(Some records)
__________

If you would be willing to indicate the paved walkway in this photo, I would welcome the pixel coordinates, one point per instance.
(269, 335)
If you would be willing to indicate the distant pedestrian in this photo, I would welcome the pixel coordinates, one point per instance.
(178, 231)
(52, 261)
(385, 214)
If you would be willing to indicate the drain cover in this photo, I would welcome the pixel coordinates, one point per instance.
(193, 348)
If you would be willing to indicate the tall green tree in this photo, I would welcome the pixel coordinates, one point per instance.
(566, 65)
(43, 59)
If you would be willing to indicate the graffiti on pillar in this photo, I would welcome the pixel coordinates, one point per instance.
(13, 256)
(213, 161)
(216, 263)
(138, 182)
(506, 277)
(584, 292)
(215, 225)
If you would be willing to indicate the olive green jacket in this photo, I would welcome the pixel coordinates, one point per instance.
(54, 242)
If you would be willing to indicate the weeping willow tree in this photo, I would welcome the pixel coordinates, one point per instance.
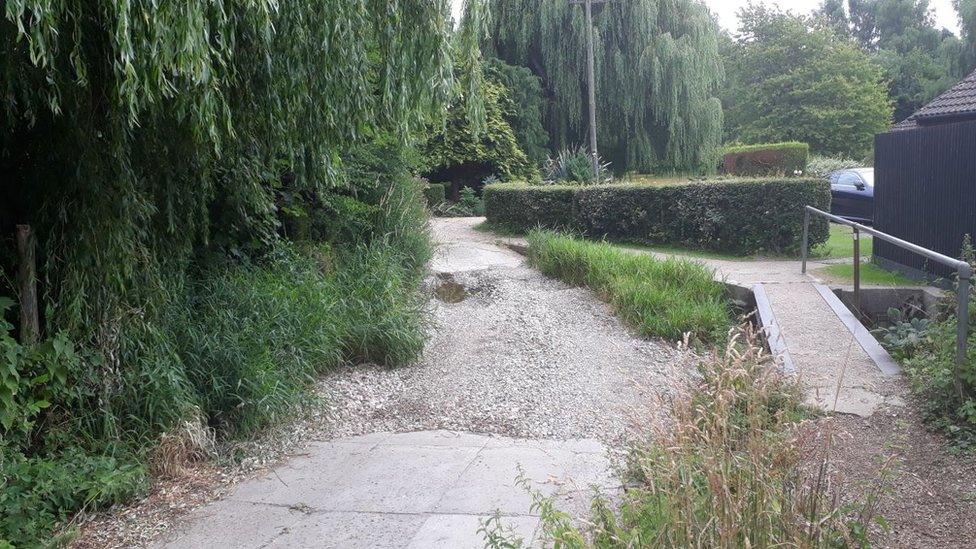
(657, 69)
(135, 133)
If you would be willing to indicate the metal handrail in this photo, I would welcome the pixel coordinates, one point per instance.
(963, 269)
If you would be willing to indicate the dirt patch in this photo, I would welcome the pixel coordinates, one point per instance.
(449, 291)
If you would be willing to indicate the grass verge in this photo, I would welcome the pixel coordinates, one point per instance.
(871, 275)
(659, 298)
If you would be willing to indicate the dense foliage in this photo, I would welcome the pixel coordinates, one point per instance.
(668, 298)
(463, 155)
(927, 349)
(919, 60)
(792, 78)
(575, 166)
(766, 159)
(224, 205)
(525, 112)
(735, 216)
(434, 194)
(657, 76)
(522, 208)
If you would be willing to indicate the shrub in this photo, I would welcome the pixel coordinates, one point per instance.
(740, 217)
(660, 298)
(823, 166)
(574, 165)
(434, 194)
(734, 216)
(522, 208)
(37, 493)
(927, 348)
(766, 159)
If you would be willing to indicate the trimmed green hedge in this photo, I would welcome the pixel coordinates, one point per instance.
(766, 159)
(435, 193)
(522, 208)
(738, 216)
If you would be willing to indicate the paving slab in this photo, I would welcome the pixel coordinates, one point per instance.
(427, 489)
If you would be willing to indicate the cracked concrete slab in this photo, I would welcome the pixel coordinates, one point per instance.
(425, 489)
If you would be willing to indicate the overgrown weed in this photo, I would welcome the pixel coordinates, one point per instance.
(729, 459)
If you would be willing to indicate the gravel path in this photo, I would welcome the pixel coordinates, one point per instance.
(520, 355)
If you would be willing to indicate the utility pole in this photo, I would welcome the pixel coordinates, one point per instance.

__________

> [Direction]: Write out exactly the lines starting with the one that holds "If you would be willing to indicate the grass" and running through the last line above.

> [Output below]:
If you would be willing to indicate the grass verge in this photo, I would welcome the pixel coordinates, one point per instance.
(871, 275)
(659, 298)
If you would be willing to indicate the dense foliage in this photo, I would welcome the pixel coordinates, one point per instance.
(668, 298)
(463, 155)
(927, 349)
(919, 60)
(792, 78)
(575, 166)
(766, 159)
(224, 205)
(525, 112)
(735, 216)
(434, 194)
(657, 76)
(522, 208)
If you would be willing to indicate the shrub in this photo, I would welcome the pixel coordinates, one point per instance.
(740, 217)
(660, 298)
(823, 166)
(574, 165)
(434, 194)
(734, 216)
(522, 208)
(37, 493)
(927, 348)
(766, 159)
If you would be willing to indicate the trimmed green hedge in this photo, I would welcome the pixel coordinates, one point per instance.
(766, 159)
(435, 193)
(522, 208)
(738, 216)
If you would be willing to indicate the paving slab in this photo, I would welcome the pixel coordinates, one point per instance.
(427, 489)
If you would be willing to indicate the cracked concrete slab in this photo, I would welcome the pixel coordinates, one point per instance.
(425, 489)
If you would be willing to indicate the overgrown weed in this photo, I would welcome the pixel coordinates, one point per instance.
(729, 459)
If you would be willing to indicate the gravel path in this photo, I would welcome the pixel coordinates, one point per instance.
(520, 355)
If you would be willing to indicate the utility pole in this photo, I would welcome the pixel coordinates, one point per instance.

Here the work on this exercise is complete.